**GOAL**
Rewrite every line of the material below as a numbered list, leaving out any blank lines.

**MATERIAL SUPPLIED**
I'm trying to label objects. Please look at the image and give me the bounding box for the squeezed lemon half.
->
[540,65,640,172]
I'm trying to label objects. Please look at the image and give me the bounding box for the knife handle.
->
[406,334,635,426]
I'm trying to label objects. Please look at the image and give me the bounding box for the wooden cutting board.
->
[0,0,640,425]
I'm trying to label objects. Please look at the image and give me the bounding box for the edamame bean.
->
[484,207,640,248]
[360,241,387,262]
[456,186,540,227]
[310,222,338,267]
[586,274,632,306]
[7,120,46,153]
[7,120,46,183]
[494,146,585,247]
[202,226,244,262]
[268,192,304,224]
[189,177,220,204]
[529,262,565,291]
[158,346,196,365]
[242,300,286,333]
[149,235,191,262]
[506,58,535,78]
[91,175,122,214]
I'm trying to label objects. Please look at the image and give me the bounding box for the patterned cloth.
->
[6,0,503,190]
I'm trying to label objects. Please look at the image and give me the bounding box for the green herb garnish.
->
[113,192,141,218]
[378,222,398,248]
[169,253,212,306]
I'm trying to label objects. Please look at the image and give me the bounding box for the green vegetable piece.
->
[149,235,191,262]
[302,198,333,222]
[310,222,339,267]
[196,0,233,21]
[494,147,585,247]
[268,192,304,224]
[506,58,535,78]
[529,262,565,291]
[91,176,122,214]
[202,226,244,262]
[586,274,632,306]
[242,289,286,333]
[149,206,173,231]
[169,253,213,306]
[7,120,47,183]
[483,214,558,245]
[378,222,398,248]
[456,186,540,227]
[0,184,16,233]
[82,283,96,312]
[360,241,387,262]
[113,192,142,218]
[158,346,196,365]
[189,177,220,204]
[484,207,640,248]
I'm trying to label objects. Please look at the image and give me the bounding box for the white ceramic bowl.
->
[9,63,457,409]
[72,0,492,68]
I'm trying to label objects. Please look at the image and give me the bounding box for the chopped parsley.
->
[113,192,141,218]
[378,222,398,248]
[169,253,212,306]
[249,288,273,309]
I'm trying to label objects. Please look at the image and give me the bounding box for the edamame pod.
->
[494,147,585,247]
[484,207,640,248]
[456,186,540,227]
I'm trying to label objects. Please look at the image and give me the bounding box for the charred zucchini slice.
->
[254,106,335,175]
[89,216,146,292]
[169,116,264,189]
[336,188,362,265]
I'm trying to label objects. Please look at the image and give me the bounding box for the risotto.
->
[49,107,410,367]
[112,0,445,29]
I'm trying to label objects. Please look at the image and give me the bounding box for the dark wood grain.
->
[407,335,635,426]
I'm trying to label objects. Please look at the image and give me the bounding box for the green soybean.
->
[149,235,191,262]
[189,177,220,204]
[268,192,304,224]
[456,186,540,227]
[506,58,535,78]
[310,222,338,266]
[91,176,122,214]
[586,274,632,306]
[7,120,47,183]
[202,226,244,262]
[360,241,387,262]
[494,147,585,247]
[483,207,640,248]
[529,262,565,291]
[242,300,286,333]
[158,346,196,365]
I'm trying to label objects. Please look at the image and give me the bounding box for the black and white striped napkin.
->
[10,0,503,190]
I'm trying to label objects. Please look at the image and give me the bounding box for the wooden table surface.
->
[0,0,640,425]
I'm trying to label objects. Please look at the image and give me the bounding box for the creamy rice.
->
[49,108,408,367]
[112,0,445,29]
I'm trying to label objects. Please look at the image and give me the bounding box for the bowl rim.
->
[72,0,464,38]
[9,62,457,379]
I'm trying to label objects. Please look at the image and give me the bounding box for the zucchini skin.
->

**WORKED SOLUTION**
1. I'm trying to label objects. Please look at the image and give me the bounding box for the squeezed lemon half.
2. ->
3. [540,65,640,172]
4. I'm trying to label objects. Please look at the image and give me the bounding box for the knife handle.
5. ->
6. [406,334,635,426]
7. I'm trying to label objects. Please look at the image and give me the bounding box for the wooden cutting board.
8. ->
9. [0,0,640,425]
10. I'm trying to label objects. Please look at the image and give me the bounding box for the edamame bean.
11. ->
12. [484,207,640,248]
13. [360,241,387,262]
14. [456,186,540,227]
15. [310,222,338,267]
16. [586,274,632,306]
17. [7,120,46,153]
18. [7,120,46,183]
19. [494,146,585,247]
20. [202,226,244,262]
21. [268,192,304,224]
22. [189,177,220,204]
23. [529,262,565,291]
24. [158,346,196,365]
25. [242,300,286,333]
26. [149,235,191,262]
27. [506,58,535,78]
28. [91,175,122,214]
29. I'm trying to label objects. Please look at the image and give me the bounding box for the patterned cloth.
30. ->
31. [6,0,503,190]
32. I'm trying to label objects. Please look at the image and give me the bounding box for the green herb garnish.
33. ->
34. [113,192,141,218]
35. [378,222,398,248]
36. [169,253,212,306]
37. I'm trying to label objects. Please look at the image and give me the bounding box for the green vegetable piece.
38. ->
39. [149,235,191,262]
40. [302,198,333,222]
41. [310,222,339,267]
42. [196,0,233,21]
43. [494,147,585,247]
44. [268,192,304,224]
45. [506,58,535,78]
46. [529,262,565,291]
47. [91,176,122,214]
48. [202,226,244,262]
49. [586,274,632,306]
50. [242,289,286,333]
51. [149,206,173,231]
52. [169,253,213,306]
53. [7,120,47,183]
54. [483,214,558,245]
55. [378,222,398,248]
56. [456,186,540,227]
57. [0,184,16,233]
58. [82,283,96,312]
59. [360,241,387,262]
60. [113,192,142,218]
61. [158,346,196,365]
62. [189,177,220,204]
63. [484,207,640,248]
64. I'm trying to label objects. Please look at the image and give me the bounding box for the white ceramic bowl.
65. ->
66. [9,63,457,409]
67. [72,0,492,68]
68. I'm trying to label objects. Please look at the image and give me the bounding box for the chopped parsley.
69. ->
70. [113,192,141,218]
71. [378,222,398,248]
72. [169,253,212,306]
73. [249,288,273,309]
74. I'm trying to label objects. Please look at the image and give me the bounding box for the edamame pod.
75. ->
76. [494,147,585,247]
77. [484,207,640,248]
78. [456,186,540,227]
79. I'm trying to label objects. Please look at the image and give me the bounding box for the charred zucchini slice.
80. ->
81. [254,106,335,175]
82. [89,216,146,292]
83. [169,116,264,189]
84. [336,188,362,265]
85. I'm trying to label objects. Please look at the image and give me the bounding box for the risotto.
86. ->
87. [49,107,410,367]
88. [112,0,445,29]
89. I'm trying to label objects. Please look at the image and give me the bounding box for the dark wood grain.
90. ->
91. [407,335,635,426]
92. I'm trying to label objects. Please look at the image and give me the bounding box for the green soybean.
93. ->
94. [149,235,191,262]
95. [189,177,220,204]
96. [268,192,304,224]
97. [456,186,540,227]
98. [506,58,535,78]
99. [310,222,338,266]
100. [91,176,122,214]
101. [586,274,632,306]
102. [7,120,47,183]
103. [202,226,244,262]
104. [360,241,387,262]
105. [494,147,585,247]
106. [483,207,640,248]
107. [529,262,565,291]
108. [242,300,286,333]
109. [158,346,196,365]
110. I'm trying to label objects. Please look at the image and give me the bounding box for the black and white striped napkin.
111. ->
112. [10,0,503,190]
113. I'm trying to label objects. Please look at the image and give me the bounding box for the wooden table surface.
114. ->
115. [0,0,640,425]
116. I'm trying to label objects. Please look at the image and give me the bounding box for the creamy rice.
117. ->
118. [49,108,408,367]
119. [112,0,445,29]
120. I'm trying to label objects. Please look at the image and give me the bounding box for the bowl rim.
121. ->
122. [72,0,464,38]
123. [9,62,457,379]
124. I'm trying to label objects. Please look at the image and give me the bounding box for the zucchini skin.
125. ->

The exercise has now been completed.